### MATERIAL
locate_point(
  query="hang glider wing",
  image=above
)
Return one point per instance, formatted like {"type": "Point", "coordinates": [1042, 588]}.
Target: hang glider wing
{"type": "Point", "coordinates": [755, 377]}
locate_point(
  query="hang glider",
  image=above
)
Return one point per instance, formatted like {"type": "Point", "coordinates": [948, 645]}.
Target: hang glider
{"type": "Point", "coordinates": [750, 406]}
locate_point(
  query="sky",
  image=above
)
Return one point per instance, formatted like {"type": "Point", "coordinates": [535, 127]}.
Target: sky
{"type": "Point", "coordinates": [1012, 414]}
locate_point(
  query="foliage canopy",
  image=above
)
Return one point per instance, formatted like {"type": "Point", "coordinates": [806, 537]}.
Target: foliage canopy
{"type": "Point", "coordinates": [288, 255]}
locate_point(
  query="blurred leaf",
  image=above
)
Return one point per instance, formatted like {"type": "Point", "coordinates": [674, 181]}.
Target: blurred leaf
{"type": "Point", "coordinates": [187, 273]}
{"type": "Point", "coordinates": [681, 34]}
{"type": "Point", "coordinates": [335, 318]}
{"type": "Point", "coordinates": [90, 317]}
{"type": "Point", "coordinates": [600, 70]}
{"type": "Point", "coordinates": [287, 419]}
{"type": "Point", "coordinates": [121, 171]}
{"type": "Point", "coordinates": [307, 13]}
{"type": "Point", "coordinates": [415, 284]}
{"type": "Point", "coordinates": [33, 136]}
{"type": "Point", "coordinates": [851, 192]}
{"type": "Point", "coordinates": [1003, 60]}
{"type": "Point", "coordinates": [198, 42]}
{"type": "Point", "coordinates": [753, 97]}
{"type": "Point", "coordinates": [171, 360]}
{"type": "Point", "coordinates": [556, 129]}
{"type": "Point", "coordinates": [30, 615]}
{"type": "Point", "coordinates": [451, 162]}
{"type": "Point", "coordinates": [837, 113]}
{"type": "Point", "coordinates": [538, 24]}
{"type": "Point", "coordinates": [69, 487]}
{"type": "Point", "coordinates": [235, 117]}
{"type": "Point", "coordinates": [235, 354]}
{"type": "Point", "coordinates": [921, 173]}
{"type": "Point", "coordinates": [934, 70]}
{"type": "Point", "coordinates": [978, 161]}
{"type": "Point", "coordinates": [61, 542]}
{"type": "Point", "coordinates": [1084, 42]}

### TASK
Find every line in the records above that contains the word "wing", and copy each of those lines.

### EXPECTED ANSWER
  query="hang glider wing",
Target: hang glider wing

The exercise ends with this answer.